WHAT IS NEEDED> Format every line of the records below as a Markdown table with two columns, Row and Line, numbering each row and skipping any blank lines. Leave the pictures out of your answer.

━━━ DATA

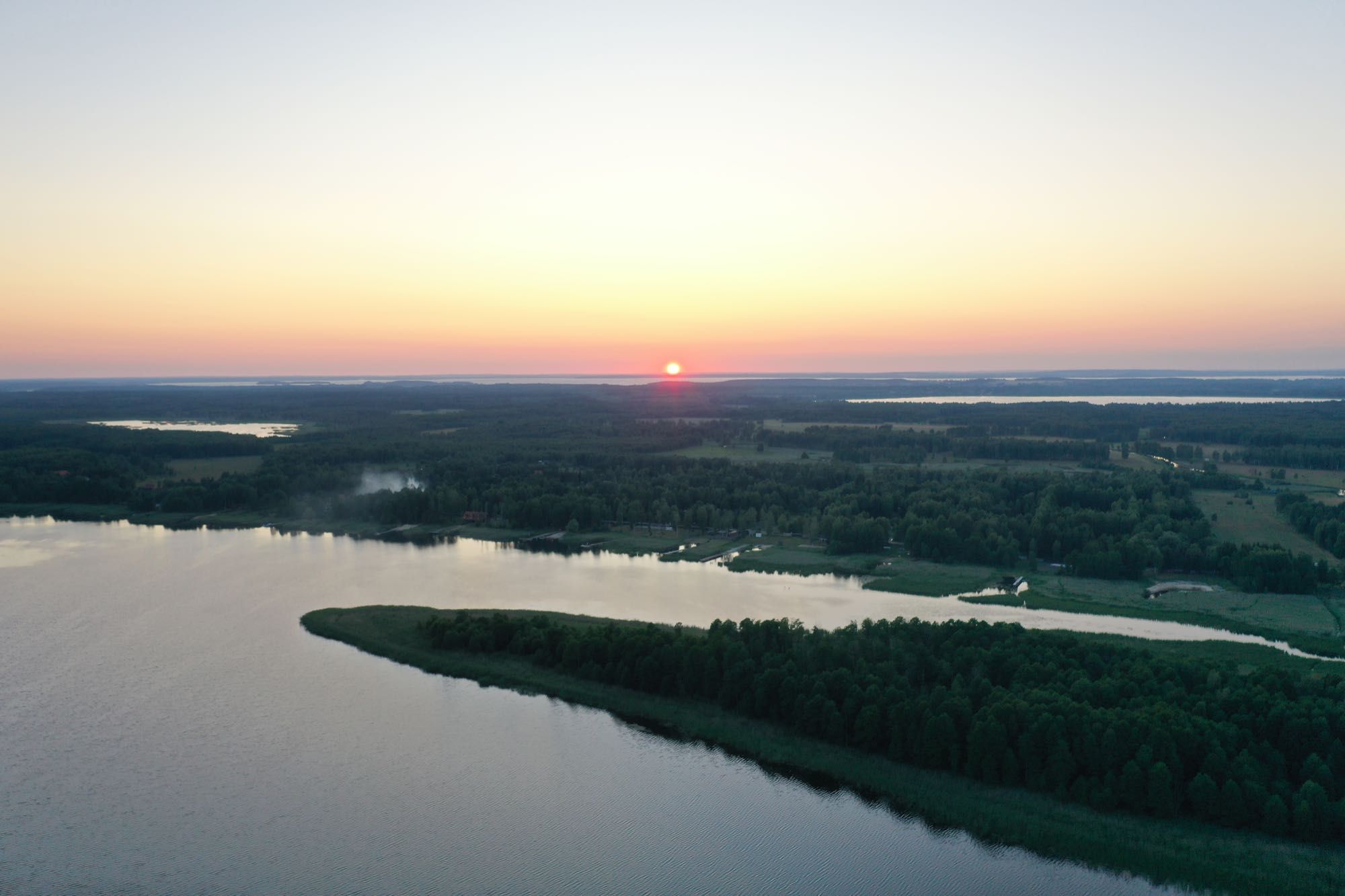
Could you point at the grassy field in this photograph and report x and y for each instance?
(192, 469)
(1332, 479)
(1237, 520)
(934, 580)
(1307, 622)
(1161, 850)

━━━━━━

RIGHT ANSWER>
| Row | Line |
|---|---|
| 1 | Could you point at the grassy field in this photograph and report x and y for each instance? |
| 2 | (192, 469) |
| 3 | (1332, 479) |
| 4 | (1237, 520) |
| 5 | (934, 580) |
| 6 | (1307, 622) |
| 7 | (1161, 850) |